Aim 1:
In the Chery excerpt, shorten the paragraph that begins "Chery is also said to be eyeing" and keep its main facts.

The closely held Chery, China's top passenger vehicle exporter for 22 consecutive years and its fourth-largest carmaker, has a presence in more than 100 countries and also has a joint venture with luxury marque Jaguar Land Rover, which is owned by India's Tata Motors.
Chery is also said to be eyeing a Hong Kong initial public offering that could raise about US$1.5 billion, Bloomberg News reported in May, citing sources familiar with the matter. But its pursuit of a successful listing has been complicated by its significant operations in Russia, where it became a top-selling brand.
Shying away
Some international banks are shying away, prompting Chery to scale back Russian operations and cease sales to sanctioned countries such as Cuba and Iran.
The royalty stream from JSW, in this backdrop, will boost its revenues and its international ambitions that include setting up a US$1 billion factory in Turkey.

Provided data:
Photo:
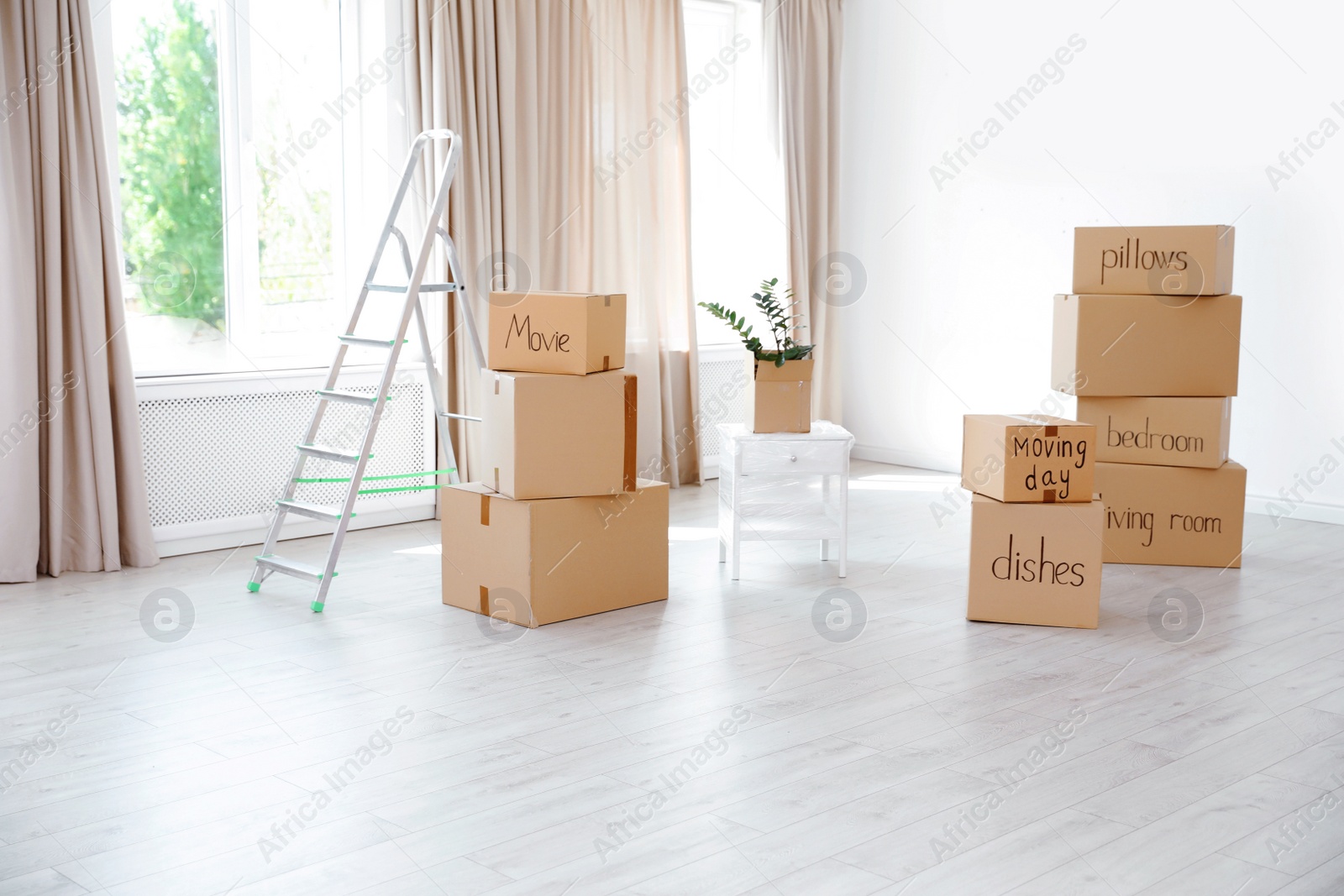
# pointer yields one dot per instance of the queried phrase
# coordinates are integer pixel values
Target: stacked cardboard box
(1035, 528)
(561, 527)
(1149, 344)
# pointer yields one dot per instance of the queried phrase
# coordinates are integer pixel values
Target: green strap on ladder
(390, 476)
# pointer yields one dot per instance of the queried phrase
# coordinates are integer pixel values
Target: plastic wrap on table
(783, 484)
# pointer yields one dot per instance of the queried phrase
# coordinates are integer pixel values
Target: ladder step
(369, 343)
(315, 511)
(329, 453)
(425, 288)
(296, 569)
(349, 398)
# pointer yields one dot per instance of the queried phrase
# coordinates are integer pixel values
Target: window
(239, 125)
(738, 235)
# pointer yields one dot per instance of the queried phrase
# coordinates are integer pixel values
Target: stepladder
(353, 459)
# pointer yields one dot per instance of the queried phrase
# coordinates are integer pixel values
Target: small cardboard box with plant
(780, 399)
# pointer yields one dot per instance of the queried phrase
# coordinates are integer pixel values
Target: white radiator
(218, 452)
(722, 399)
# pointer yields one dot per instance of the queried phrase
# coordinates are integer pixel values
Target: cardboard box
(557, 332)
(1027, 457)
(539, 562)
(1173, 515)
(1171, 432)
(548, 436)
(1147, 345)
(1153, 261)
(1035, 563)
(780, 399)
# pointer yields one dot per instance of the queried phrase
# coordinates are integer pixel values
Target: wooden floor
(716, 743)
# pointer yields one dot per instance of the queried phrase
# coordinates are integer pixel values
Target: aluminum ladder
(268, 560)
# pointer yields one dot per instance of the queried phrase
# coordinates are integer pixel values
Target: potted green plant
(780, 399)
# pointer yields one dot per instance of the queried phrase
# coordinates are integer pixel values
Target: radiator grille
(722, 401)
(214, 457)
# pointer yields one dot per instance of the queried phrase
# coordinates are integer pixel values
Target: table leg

Aim 2:
Please offset each coordinate by 4 and write the rows out again. Start at the beginning of the rows and go on through the line with "(1149, 344)", keeping every line. Omit the pictures.

Output 1:
Citing informed sources, Bloomberg News reported in May that Chery may pursue a Hong Kong IPO raising about US$1.5 billion. Its large operations in Russia, where it became a top-selling brand, have complicated the listing.

Output 2:
Photo:
# pointer yields one dot per instance of the queried phrase
# coordinates are integer pixel values
Target: stacked cardboard box
(1039, 532)
(565, 531)
(1153, 348)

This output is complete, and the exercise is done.